:: Dataset entries ::

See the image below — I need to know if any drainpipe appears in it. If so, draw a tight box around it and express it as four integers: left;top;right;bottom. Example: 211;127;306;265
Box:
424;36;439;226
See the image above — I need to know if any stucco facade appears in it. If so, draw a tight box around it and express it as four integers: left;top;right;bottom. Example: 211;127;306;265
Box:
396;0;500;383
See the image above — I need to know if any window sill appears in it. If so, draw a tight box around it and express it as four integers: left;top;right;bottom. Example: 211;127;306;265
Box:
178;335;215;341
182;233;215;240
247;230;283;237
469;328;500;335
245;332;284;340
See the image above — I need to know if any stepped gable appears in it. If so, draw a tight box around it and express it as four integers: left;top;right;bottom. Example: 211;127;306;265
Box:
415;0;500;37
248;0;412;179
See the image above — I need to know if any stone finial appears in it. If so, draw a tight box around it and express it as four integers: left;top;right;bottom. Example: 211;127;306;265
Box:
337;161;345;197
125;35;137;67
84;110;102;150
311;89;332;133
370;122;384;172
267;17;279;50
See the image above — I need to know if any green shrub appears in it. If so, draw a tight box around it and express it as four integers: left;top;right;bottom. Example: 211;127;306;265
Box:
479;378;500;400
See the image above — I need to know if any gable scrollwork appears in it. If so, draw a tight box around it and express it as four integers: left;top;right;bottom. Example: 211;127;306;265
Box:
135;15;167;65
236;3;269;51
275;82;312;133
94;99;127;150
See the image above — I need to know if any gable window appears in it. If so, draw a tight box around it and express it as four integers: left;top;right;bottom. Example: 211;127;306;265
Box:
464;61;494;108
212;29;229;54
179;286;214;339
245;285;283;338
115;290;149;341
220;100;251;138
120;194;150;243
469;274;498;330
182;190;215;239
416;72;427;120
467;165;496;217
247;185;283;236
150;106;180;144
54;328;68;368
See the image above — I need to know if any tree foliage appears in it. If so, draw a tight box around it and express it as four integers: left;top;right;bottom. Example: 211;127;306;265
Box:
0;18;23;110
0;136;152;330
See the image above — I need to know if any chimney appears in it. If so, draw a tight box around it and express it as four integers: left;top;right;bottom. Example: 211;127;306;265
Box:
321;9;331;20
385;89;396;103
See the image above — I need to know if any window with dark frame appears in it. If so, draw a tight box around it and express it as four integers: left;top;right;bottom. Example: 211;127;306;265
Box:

:: Prompt ::
Format everything from the line containing "any window sill" down to the line containing "479;378;500;400", both included, as a JSON list of strings with one string per line and blank lines omitted.

:: Complete response ::
[
  "See the image above — I need to know if any window sill appears in it. If so, draw a tight box around it and express it as four integers: left;top;right;bottom. Example: 211;127;306;265",
  "Box:",
  "178;335;215;341",
  "182;233;215;240",
  "247;230;283;237",
  "469;328;500;335",
  "245;332;284;340",
  "See the image above — I need to know if any stepped gable appears in it. If so, draw a tight box around it and express it as four integers: left;top;right;bottom. Example: 211;127;306;265",
  "Box:",
  "415;0;500;37",
  "248;0;412;179",
  "See the image above — I need to know if any stone finial appears in it. If so, draw a tight box around it and express it as four integers: left;top;right;bottom. Example: 211;127;306;265",
  "Box:",
  "337;161;345;197",
  "125;35;137;67",
  "84;110;102;150",
  "311;89;332;133",
  "370;122;384;172",
  "267;17;279;50",
  "See the image above — I need to know if any green shrub appears in it. If so, draw a tight box around it and express it as four integers: left;top;right;bottom. Example: 211;127;306;265",
  "Box:",
  "479;378;500;400"
]